Text provided:
After the start of World War II, Concordia was placed under military jurisdiction on 11 December 1940, and until 1945 it was controlled by the General Staff and the Ministry of Endowment of the Army and War Production. Also in 1940, a Mobilization and Passive Defense Service was established with the role of camouflaging the refinery and constructing bomb shelters for the workers. Brick walls were also erected around tanks, and walls up to 10 m high were built for protection. With Romania's entry into the war, the Vega refinery was first bombed on 18 July 1941 by Soviet bombers. Only one oil tank was set on fire, while the anti-aircraft artillery shot down one bomber.

With America's declaration of war on Romania in 1942, and with the arrival of the Halverson Detachment equipped with B-24 bombers in Egypt, the refineries from Ploiești were targeted once again. Vega did not sustain any damage on the 12 June 1942 raid. Designated as target White 2 for the low-level raid code-named Operation Tidal Wave, the refinery was attacked on 1 August 1943 by the 376th and 93d Bomb Groups. In the aftermath of the raid, damage sustained by Vega amounted to just 15%, which was quickly repaired and the refinery increased its production by September.

Actions to take:
a - Answer these questions using the account of the Vega refinery in World War II:
(i) On what date was Concordia placed under military jurisdiction?
(ii) Which bomb groups attacked the refinery on 1 August 1943?
(iii) How much damage did Vega sustain in the aftermath of that raid?
b - From the account of the Vega refinery, reproduce word for word the part that opens with the words containing "With America's declaration" and closes with "production by September.".
c - Write the next part of the account of the Vega refinery in World War II, picking up after its final sentence.
The data comes from a source unrelated to the account of the Vega refinery.

Data to examine:
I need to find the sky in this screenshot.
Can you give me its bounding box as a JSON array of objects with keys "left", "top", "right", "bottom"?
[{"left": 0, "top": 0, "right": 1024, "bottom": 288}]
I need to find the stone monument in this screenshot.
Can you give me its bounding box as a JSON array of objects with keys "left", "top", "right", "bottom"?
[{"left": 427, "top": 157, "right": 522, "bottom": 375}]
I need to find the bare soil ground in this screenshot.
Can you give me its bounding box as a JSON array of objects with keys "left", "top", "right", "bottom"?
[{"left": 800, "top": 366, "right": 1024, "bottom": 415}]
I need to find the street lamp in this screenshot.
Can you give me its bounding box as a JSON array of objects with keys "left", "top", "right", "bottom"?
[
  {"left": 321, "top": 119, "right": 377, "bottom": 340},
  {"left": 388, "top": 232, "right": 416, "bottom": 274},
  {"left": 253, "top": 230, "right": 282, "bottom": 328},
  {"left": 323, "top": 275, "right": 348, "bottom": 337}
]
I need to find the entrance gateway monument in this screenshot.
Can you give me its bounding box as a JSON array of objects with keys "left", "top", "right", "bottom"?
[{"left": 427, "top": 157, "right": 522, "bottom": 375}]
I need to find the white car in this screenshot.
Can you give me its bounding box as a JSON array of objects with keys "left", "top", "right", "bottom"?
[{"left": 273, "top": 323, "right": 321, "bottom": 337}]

Answers for each item:
a -
(i) 11 December 1940
(ii) The 376th and 93d Bomb Groups
(iii) 15%

b -
With America's declaration of war on Romania in 1942, and with the arrival of the Halverson Detachment equipped with B-24 bombers in Egypt, the refineries from Ploiești were targeted once again. Vega did not sustain any damage on the 12 June 1942 raid. Designated as target White 2 for the low-level raid code-named Operation Tidal Wave, the refinery was attacked on 1 August 1943 by the 376th and 93d Bomb Groups. In the aftermath of the raid, damage sustained by Vega amounted to just 15%, which was quickly repaired and the refinery increased its production by September.

c -
Between April and August 1944, the Vega refinery was attacked several times. It suffered heavy damage in the 31 May raid, and by the end of the war damage caused to the refinery amounted to about 442 million lei with almost 90% of the refinery being affected. The four main oil processing installations did not suffer significant damage however.

===Post-war to modern day===
The damages suffered during the war were fully repaired by 1948. In the same year, the Concordia society was nationalized and the refinery was transferred to the state, being renamed Refinery No. 2. Between 1949 and 1955, the refinery was under the control of the Sovrompetrol. Once it was transferred back to the state, the refinery was modernized and by 1981 it could manufacture petroleum solvents for the chemical and petrochemical industry, as well as detergents, petroleum jelly, and special bitumens.

In 1990, after the revolution, the Vega Refinery became a joint-stock company. The company was privatized in 1998, and the majority stake was purchased by Rompetrol in 1999. Following a $7 million investment, a processing unit of polymer-modified road bitumen was finished in 2007. In 2014, a record 61.400 tons of bitumen and 64.000 tons of n-hexane were produced.

Currently, the Vega refinery is the only producer of bitumen in Romania, and the only producer of n-hexane in Central and Eastern Europe.